═════ SUPPLIED DATA

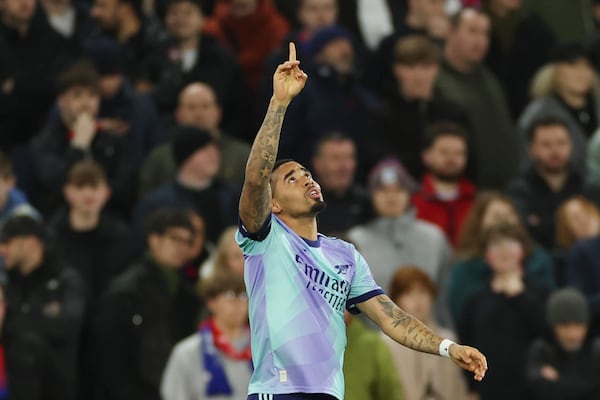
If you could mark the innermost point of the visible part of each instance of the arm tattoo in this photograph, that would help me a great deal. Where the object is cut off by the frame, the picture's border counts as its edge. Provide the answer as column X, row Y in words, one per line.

══════════
═════ SUPPLIED DATA

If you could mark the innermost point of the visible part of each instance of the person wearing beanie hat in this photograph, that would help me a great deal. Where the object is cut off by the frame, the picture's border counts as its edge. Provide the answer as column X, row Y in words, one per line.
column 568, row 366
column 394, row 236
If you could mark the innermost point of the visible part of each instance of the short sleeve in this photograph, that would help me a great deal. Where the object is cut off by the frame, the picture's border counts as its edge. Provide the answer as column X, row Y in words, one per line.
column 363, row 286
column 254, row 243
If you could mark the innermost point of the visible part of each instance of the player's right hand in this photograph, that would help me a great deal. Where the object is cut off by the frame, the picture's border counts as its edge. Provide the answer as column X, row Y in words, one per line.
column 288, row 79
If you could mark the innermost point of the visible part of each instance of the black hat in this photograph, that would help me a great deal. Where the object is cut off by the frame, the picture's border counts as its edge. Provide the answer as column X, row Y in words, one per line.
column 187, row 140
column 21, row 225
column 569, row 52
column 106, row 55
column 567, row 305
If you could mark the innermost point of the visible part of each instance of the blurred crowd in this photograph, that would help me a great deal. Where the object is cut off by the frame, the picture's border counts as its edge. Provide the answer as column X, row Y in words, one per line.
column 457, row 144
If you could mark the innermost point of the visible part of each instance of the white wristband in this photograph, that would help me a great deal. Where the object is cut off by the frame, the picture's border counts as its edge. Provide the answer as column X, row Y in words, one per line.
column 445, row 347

══════════

TASK GOAL:
Please identify every line in the data above that contains the word "mark", and copy each such line in full. Case counts.

RESPONSE FOR THIS EXERCISE:
If you could mark the innermost point of the visible part of each instance of the arm tattoo in this photograph, that would help me a great deal. Where the object is cut off by the frame, the picture's border counts as its edge. Provide the answer as column X, row Y in words, one per line.
If you could mark the innermost point of the visible part of each instance of the person wearing beanie hat in this photograph, that would help me a great deal. Where the object is cut off by the frame, the picture's border counts as its edge. Provide the answer as column X, row Y in words, one per line.
If you could mark the innermost point of the visible part of each instance of the short sleeve in this photograph, that would help me a great deal. Where the object is cut off by the frame, the picture's border counts as its edge. Provide the answer as column X, row Y in words, one per line.
If you could mark the innermost point of the visible part of each instance of the player's right hand in this photograph, that would help me a great deal. Where the object is cut off by the frame, the picture's border counts as its edge. Provide the answer as column X, row Y in words, one per line.
If you could mark the innermost point of the visible part of each instance of the black hat in this photograph, that would help me a great deal. Where the object is cut off by the frame, the picture's border counts as its edge. Provide the answer as column X, row Y in words, one per line.
If you could mark the innermost point of the visible part of each instance of the blurred crowd in this photograph, that would help me a great deal. Where the object is cut off by the frame, the picture's border counts as its edge. Provide the answer as column X, row Y in words, one per line.
If you could mark the innermost point of the visible part of each instance of the white wristband in this photograph, that would help me a great deal. Where the object is cut off by the frame, the picture's border counts as its edge. Provide the answer as column X, row Y in words, one per line.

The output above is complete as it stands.